▸ Given entries
····················

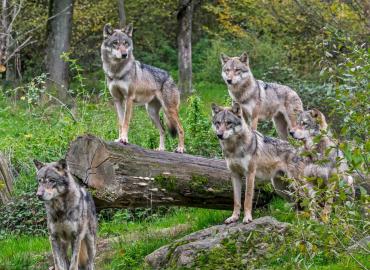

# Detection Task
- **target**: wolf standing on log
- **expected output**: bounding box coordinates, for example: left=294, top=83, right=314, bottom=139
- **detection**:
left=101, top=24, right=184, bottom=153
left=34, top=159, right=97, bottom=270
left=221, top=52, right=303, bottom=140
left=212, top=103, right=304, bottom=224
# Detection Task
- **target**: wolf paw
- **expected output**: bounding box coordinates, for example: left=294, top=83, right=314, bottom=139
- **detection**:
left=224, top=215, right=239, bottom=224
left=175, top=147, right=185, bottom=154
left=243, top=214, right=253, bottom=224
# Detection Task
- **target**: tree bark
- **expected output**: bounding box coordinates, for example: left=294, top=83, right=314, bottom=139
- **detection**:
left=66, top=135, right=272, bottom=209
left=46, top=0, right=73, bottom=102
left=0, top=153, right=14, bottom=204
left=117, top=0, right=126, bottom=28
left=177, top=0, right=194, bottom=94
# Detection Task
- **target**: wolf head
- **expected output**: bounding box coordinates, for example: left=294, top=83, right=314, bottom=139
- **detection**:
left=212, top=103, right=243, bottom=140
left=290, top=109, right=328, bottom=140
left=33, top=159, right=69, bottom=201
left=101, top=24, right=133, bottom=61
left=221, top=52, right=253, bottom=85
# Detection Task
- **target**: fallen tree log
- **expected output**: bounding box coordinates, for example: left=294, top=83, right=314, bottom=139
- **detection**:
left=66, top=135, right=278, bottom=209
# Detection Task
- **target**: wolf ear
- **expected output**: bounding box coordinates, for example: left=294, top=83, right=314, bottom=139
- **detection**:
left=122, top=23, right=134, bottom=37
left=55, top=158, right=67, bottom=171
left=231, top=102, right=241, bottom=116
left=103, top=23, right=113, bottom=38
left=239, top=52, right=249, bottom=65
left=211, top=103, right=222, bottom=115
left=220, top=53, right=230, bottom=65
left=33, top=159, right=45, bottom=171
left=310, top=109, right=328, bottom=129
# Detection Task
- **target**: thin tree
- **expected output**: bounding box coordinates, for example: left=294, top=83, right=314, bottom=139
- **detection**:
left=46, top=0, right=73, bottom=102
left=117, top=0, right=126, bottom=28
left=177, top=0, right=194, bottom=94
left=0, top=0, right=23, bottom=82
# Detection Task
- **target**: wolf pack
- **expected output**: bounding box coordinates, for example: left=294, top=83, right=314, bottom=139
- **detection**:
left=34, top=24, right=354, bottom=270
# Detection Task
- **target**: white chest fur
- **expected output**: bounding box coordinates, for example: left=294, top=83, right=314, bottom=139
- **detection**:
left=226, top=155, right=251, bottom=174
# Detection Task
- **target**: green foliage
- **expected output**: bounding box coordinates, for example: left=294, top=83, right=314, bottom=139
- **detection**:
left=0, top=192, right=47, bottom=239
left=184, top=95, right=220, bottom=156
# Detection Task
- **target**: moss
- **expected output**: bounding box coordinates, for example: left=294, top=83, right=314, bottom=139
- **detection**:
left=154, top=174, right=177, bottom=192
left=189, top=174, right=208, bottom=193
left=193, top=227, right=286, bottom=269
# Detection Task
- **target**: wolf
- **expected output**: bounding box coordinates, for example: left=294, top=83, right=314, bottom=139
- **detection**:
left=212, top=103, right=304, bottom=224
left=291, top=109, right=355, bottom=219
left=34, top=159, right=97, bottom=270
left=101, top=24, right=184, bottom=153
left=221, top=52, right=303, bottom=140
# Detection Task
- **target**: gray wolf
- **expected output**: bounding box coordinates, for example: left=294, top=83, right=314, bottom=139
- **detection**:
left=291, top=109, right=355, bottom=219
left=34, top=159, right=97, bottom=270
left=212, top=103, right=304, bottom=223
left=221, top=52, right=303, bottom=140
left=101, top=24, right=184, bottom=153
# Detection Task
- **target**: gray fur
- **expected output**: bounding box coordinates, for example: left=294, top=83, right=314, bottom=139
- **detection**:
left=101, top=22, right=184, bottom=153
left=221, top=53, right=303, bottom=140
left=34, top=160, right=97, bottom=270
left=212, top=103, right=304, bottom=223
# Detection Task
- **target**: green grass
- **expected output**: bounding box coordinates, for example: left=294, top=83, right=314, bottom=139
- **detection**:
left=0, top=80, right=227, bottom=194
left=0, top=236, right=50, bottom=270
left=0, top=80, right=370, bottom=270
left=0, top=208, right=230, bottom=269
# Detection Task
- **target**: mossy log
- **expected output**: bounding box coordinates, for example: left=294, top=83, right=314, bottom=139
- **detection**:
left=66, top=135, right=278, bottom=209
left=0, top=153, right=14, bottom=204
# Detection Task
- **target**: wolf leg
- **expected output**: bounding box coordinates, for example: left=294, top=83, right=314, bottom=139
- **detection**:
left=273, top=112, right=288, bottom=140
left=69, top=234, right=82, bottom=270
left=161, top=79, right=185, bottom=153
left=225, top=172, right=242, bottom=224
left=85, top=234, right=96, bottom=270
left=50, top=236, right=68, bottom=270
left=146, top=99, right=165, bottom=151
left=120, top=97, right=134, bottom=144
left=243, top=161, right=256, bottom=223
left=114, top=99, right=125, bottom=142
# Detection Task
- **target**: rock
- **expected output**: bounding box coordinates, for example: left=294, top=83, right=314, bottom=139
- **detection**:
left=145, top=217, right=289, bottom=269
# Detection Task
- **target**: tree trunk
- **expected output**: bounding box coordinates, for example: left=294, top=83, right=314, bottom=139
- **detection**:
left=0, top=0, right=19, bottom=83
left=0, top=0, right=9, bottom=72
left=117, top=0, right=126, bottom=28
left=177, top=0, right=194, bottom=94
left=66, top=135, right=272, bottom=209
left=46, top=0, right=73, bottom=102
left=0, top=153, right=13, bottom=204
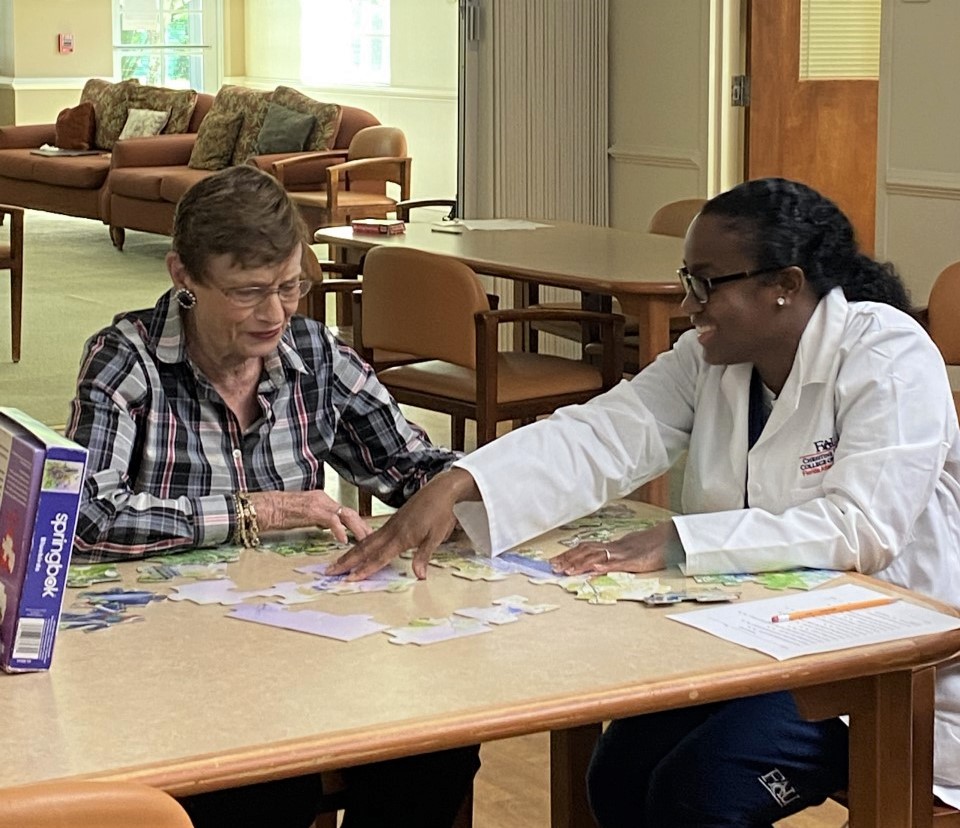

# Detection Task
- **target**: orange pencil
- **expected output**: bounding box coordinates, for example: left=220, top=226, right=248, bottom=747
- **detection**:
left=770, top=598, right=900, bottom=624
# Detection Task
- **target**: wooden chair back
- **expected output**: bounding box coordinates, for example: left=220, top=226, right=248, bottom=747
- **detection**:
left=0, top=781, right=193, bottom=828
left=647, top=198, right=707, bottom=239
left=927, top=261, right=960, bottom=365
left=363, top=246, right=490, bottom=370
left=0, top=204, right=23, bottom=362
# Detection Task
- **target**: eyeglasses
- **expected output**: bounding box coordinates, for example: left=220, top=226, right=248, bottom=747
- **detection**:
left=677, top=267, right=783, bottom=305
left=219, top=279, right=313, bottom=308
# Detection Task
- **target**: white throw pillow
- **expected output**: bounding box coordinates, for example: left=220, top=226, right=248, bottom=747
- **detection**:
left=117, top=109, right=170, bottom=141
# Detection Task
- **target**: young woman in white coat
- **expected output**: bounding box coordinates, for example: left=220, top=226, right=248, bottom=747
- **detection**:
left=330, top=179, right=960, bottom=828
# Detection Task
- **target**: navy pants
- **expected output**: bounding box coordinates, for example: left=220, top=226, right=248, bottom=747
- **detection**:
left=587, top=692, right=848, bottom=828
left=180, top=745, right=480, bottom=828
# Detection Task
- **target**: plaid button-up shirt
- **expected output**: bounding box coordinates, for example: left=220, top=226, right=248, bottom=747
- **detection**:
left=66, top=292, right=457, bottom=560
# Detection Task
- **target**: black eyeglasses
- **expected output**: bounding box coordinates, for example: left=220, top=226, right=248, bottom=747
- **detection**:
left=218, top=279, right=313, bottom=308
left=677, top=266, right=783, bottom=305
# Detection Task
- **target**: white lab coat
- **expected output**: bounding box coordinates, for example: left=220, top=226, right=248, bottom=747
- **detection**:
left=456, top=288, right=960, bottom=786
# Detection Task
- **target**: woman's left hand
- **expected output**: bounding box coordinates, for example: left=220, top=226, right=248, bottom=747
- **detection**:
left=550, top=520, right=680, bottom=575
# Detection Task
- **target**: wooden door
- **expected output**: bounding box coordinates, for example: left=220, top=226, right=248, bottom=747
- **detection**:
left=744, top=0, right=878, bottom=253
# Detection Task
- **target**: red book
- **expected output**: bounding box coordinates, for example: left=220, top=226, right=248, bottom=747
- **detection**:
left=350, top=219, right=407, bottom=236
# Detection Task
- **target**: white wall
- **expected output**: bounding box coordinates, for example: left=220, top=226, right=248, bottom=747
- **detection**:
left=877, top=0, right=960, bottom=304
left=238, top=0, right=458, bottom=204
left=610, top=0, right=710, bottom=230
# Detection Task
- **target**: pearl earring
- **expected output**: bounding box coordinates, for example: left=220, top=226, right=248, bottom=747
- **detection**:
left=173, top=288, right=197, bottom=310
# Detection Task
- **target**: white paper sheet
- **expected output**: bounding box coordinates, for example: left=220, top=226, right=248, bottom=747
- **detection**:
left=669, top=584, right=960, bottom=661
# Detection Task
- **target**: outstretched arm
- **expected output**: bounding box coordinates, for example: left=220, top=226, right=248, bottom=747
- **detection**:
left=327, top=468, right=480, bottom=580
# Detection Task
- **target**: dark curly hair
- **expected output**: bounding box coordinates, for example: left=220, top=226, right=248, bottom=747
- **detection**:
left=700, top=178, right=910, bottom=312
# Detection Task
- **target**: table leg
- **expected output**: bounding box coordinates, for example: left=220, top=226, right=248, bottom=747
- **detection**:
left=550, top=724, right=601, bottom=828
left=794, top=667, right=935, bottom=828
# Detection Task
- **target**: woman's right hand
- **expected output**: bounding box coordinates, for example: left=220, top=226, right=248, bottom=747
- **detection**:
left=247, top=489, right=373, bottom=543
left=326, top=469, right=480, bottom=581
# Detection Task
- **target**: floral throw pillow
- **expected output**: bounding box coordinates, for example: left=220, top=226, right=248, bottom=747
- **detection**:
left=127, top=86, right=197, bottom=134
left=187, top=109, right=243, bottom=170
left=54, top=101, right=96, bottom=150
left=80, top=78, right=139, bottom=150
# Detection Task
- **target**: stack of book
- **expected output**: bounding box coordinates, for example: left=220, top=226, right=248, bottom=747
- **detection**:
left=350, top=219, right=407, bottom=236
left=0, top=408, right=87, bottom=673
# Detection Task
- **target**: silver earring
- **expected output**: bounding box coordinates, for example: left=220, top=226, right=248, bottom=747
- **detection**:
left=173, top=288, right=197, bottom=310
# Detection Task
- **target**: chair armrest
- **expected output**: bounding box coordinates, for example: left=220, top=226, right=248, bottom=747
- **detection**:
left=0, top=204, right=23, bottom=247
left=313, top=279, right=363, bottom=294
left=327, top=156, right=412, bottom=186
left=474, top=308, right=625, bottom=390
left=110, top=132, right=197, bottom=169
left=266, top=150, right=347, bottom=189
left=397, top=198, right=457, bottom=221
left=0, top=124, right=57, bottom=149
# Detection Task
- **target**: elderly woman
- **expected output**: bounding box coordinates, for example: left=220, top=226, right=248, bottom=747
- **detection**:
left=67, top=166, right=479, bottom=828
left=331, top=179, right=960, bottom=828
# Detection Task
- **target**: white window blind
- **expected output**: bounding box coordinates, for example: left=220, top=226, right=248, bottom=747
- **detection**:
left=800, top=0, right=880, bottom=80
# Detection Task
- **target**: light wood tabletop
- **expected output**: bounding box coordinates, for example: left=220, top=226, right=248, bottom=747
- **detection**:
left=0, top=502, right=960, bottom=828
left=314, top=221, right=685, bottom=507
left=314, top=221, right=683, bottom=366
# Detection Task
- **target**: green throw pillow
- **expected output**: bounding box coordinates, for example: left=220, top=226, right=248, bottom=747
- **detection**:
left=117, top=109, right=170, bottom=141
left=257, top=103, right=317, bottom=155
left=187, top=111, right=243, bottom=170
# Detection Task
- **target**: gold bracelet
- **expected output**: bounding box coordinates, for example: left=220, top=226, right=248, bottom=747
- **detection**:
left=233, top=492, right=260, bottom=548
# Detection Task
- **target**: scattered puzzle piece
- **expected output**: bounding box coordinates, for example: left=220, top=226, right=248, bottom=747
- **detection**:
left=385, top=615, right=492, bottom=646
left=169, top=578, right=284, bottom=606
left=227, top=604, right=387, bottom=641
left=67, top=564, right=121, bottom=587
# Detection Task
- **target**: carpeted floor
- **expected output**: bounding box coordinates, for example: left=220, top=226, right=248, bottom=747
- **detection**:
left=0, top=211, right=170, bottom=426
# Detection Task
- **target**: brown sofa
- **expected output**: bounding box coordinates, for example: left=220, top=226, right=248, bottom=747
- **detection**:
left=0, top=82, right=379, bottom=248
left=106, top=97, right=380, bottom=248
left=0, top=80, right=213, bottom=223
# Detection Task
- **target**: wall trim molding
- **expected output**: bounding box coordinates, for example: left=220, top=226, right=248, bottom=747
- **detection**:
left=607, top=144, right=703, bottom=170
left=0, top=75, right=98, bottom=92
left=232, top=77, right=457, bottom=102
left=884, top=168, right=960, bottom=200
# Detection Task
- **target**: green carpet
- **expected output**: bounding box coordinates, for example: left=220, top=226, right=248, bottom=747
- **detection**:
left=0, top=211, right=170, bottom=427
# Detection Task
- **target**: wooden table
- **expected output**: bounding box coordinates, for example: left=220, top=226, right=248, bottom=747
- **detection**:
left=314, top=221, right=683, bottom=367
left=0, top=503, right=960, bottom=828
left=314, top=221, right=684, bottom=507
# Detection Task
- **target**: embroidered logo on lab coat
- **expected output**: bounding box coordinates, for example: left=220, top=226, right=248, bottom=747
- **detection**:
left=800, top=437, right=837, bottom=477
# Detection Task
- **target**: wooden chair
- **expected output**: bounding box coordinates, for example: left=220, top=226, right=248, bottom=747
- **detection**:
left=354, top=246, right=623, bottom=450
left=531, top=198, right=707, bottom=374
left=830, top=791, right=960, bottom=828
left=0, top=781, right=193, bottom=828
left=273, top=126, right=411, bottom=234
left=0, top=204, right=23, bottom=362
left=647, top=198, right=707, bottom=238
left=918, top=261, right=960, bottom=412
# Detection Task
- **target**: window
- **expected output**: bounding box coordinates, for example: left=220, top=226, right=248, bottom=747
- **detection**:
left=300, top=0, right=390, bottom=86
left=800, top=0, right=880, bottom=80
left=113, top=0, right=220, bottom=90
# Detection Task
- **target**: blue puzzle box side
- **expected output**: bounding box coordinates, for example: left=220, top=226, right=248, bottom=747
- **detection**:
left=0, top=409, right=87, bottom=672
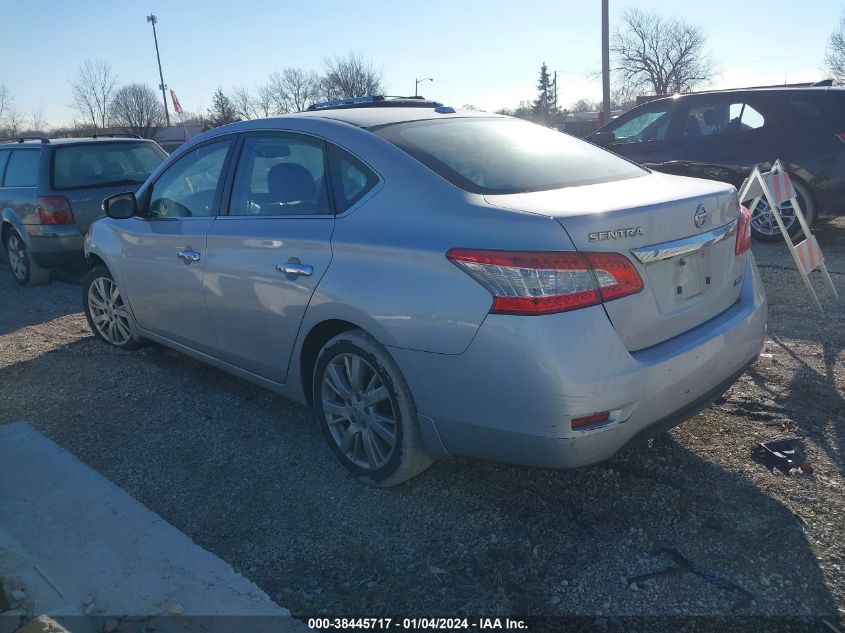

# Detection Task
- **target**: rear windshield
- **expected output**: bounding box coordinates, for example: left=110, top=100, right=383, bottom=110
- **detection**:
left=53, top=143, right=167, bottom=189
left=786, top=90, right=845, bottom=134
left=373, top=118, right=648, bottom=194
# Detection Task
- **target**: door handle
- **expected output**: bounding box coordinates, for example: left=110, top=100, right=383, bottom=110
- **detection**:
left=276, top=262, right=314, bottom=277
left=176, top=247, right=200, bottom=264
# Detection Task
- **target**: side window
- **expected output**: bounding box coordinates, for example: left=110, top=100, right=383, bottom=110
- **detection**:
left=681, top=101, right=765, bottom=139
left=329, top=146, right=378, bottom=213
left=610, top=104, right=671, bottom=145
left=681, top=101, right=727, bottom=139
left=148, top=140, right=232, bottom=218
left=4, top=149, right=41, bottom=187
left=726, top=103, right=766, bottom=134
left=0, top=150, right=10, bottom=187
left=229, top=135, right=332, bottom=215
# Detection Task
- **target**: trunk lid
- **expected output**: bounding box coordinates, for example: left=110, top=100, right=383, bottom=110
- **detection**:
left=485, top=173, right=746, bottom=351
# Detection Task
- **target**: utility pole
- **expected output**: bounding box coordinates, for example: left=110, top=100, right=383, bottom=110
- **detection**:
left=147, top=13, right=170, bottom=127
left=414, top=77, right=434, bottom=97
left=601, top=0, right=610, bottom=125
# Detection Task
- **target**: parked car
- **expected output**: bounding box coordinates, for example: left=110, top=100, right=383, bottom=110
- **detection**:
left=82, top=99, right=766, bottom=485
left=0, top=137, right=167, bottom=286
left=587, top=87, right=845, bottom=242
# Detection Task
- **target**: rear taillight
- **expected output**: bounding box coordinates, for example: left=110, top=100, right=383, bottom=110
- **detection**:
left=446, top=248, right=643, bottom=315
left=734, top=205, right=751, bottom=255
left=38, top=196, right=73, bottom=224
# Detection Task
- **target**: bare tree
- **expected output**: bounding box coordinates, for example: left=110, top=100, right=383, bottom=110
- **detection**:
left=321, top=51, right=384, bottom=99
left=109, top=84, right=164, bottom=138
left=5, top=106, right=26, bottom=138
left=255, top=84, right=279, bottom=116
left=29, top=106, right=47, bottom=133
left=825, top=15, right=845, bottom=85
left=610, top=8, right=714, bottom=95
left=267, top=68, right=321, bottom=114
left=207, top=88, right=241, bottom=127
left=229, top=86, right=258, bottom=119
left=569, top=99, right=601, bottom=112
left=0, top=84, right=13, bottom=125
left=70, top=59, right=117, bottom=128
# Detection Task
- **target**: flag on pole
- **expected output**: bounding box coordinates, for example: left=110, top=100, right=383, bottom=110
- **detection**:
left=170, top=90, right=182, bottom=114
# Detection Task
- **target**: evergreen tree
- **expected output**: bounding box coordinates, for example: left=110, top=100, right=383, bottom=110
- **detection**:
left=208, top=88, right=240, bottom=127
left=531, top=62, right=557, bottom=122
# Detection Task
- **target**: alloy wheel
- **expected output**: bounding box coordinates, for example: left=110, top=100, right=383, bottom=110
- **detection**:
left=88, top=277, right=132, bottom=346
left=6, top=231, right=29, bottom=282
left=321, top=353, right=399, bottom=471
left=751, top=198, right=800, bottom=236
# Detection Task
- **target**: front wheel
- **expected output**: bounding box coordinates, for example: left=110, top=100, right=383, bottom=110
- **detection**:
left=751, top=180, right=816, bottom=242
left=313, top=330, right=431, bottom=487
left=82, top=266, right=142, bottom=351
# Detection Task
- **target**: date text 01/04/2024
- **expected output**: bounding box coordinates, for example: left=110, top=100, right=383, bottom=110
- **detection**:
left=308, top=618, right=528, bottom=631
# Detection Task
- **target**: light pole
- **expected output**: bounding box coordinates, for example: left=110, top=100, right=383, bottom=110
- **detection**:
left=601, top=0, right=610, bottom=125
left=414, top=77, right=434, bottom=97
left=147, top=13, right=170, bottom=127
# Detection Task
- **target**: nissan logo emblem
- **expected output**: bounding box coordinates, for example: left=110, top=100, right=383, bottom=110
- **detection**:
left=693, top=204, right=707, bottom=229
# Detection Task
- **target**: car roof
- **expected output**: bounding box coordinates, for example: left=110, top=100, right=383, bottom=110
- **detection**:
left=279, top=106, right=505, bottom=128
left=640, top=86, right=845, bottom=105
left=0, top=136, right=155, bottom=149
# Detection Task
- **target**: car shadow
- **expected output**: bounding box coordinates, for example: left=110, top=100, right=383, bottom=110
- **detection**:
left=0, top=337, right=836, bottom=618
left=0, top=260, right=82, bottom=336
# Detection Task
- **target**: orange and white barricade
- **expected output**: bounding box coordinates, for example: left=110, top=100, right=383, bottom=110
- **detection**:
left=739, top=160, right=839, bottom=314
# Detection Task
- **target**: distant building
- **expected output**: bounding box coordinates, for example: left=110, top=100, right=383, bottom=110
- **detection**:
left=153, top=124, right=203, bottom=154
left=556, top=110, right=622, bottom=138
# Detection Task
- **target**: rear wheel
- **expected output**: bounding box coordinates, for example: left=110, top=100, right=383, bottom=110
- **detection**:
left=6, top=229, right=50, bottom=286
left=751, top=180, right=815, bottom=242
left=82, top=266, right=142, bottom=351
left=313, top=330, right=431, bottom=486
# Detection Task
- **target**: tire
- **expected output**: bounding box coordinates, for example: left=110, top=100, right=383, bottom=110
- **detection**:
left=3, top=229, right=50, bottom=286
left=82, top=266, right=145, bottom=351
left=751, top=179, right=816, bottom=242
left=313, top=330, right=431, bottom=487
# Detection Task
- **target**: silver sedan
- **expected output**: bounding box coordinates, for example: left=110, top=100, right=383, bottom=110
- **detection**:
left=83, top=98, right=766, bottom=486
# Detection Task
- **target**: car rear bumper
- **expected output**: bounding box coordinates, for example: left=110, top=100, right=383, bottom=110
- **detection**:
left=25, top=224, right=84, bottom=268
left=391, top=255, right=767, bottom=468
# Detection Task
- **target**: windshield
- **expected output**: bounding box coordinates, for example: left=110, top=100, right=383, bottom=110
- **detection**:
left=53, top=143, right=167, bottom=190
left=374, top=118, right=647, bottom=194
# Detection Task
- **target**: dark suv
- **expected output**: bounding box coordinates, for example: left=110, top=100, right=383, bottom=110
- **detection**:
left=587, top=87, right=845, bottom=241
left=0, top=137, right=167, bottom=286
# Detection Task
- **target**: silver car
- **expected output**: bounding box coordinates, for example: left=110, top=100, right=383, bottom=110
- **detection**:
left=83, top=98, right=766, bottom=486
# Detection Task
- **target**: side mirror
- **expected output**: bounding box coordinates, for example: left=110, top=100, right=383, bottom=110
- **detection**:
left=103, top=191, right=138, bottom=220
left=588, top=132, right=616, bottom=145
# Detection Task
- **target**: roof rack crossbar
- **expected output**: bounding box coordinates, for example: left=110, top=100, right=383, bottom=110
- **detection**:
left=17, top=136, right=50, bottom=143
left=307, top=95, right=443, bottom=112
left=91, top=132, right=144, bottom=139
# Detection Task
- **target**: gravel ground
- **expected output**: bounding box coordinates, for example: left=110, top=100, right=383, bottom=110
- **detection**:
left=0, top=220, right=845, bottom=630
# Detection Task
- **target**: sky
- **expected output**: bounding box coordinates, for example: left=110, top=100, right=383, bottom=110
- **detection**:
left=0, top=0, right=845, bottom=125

····················

▸ Task
Find each line in the records that contains the string "windshield", and copy those lines out.

▸ Finished exercise
- **target**: rear windshield
- **target**: windshield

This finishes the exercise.